> [WRITTEN TASK 1]
Answer these questions from the message queue discussion:
(a) Which services does it name as very standard in recent architectural diagrams?
(b) In the Ruby world, what was upending delayed job?
(c) According to the hypothesis, what is eating the world?

And for a consulting company, a solid message-based deployment is not a good business strategy. If things just work and temporary load spikes get buffered automatically, there's very little reason for clients to buy a maintenance retainer.


We highly use messaging queues to power millions of daily transactions and requests. I think it’s because the patterns have been written about and it is no longer a fun hot topic. AWS SQS, Azure Event Hub etc all very standard for what I’ve seen in recent architectural diagrams from many companies.


It’s important to keep in mind that 12 years ago, the patterns for high scale message queues (and often even low scale) were still in flux and getting established.

In the ruby world, delayed job was getting upended by sidekiq, but redis was still a relatively new tool in a lot of tool-belts, and organizations had to approach redis at that time with (appropriate) caution. Even Kafka by the mid 10s was still a bit scary to deploy and manage yourself, so it might have been the optimal solution but you potentially wanted to avoid it to save yourself headaches.

Today, there are so many robust solutions that you can choose from many options and not shoot yourself in the foot. You might end up with a slightly over complicated architecture or some quirky challenges, but it’s just far less complex to get it right.

That means fewer blog posts. Fewer people touting their strategy. Because, to be frank, it’s more of a “solved” problem with lots of pre existing art.

All that being said, I still personally find this stuff interesting. I love the stuff getting produced by Mike Perham. Kafka is a powerful platform that can sit next to redis. Tooling getting built on top of Postgres continues to impress and show how simple even high scale applications can be——

But, maybe not everyone cares quite the way we do.


Hypothesis: The performance of systems has increased so much that many things that required a queue before can now just be made into regular synchronous transactions. aka PostgreSQL is eating the world.


Nah, messaging based/async operations are rarely for performance benefits...


Message queues are still definitely in use, it's just behind the scenes in most frameworks you're using now. They're still great for the highest scale stuff when you can't pay the abstraction cost and don't need stuff like FIFO semantics.

Along with much more mentioned in this thread, I think a lot of companies realized that they indeed are not AWS/Google/Meta/Twitter scale, won't be in the next decade, and probably never will need to be to be successful or to support their product.

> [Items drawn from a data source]
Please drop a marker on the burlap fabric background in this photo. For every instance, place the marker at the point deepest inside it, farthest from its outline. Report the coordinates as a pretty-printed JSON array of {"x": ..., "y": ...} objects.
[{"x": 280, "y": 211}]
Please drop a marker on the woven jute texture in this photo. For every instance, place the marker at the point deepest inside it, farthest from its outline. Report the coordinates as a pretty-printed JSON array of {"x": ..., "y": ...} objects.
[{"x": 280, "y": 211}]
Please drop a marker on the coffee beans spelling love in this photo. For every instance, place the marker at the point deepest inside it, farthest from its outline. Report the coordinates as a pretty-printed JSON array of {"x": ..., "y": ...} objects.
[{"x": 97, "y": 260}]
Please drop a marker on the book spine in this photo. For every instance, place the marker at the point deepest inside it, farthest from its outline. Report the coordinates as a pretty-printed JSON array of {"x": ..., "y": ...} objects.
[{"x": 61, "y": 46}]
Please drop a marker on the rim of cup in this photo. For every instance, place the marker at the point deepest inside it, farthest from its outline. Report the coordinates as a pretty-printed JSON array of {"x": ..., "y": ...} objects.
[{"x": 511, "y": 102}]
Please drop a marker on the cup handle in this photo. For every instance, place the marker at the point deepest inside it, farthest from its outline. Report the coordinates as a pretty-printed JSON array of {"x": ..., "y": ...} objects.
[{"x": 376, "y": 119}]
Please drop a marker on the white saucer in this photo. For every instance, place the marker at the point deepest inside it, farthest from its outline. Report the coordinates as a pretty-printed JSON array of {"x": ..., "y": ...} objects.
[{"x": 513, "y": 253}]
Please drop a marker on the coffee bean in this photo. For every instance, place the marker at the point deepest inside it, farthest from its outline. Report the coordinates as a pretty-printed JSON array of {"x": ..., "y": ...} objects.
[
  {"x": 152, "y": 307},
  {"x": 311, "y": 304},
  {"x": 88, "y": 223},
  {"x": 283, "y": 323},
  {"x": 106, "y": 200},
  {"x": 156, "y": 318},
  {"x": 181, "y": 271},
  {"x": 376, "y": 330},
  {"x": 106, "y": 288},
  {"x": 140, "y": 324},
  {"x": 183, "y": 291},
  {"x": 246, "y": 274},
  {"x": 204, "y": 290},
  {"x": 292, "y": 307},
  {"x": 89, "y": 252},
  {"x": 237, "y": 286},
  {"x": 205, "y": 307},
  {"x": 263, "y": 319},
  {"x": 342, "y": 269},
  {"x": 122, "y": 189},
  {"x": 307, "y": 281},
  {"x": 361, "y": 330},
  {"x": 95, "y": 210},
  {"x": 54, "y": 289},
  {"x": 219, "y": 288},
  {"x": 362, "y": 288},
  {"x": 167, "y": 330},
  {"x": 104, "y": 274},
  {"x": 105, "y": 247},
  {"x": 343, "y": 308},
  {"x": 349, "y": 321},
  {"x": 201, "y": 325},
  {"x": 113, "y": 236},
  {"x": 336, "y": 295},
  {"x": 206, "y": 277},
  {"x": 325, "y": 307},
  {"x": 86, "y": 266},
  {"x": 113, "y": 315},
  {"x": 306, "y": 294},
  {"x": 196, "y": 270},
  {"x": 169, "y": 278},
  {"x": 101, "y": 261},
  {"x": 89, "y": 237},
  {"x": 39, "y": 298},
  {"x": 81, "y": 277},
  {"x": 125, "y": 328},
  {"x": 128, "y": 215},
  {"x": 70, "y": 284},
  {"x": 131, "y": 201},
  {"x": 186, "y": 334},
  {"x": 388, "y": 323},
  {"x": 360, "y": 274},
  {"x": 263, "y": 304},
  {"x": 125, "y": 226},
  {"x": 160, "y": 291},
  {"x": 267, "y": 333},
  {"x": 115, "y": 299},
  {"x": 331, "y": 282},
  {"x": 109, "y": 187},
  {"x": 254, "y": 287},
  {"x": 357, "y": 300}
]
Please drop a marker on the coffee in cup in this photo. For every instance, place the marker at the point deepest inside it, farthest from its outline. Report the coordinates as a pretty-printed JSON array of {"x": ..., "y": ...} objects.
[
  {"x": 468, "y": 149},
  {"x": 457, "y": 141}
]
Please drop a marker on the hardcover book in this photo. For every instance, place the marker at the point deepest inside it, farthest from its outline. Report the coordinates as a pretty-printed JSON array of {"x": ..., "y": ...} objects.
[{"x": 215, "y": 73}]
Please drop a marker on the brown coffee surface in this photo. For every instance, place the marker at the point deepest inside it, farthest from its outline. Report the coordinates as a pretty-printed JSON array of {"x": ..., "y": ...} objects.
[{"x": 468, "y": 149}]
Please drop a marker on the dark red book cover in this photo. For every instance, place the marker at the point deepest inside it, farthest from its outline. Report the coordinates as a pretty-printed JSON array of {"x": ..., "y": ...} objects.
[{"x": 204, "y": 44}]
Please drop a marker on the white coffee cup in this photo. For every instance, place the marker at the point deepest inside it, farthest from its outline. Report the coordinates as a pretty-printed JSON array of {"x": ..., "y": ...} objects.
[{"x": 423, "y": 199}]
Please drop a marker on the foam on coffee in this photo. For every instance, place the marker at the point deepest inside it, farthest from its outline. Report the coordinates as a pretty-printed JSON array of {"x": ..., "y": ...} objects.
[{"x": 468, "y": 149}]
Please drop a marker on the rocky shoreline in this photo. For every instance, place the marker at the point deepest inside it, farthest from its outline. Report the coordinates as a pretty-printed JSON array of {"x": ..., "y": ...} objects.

> [WRITTEN TASK 2] Copy out word for word the records from the line containing "Please drop a marker on the brown" through the end of the records, with both ends included.

> [CORRECT ANSWER 1]
(a) AWS SQS and Azure Event Hub
(b) Sidekiq
(c) PostgreSQL

> [CORRECT ANSWER 2]
Please drop a marker on the brown coffee surface in this photo. For every instance, place the marker at the point deepest inside it, farthest from its outline. Report the coordinates as a pretty-printed JSON array of {"x": ..., "y": ...} objects.
[{"x": 468, "y": 149}]
Please drop a marker on the dark red book cover in this photo. For every instance, place the marker at the point deepest inside it, farthest from its outline. Report the coordinates as a pretty-printed JSON array of {"x": ..., "y": ...} objects.
[{"x": 204, "y": 44}]
Please drop a marker on the white coffee cup in this photo. For every instance, place the marker at the point deepest inside it, farthest from its outline. Report the coordinates as a pretty-printed JSON array of {"x": ..., "y": ...} objects.
[{"x": 423, "y": 199}]
Please drop a marker on the foam on coffee in this photo. For every instance, place the marker at the point deepest inside it, farthest from its outline. Report the coordinates as a pretty-printed JSON array of {"x": ..., "y": ...} objects.
[{"x": 468, "y": 149}]
Please drop a marker on the rocky shoreline in this photo. For every instance, place the marker at the point deepest inside it, farthest from its outline. Report the coordinates as a pretty-printed JSON array of {"x": ..., "y": ...} objects.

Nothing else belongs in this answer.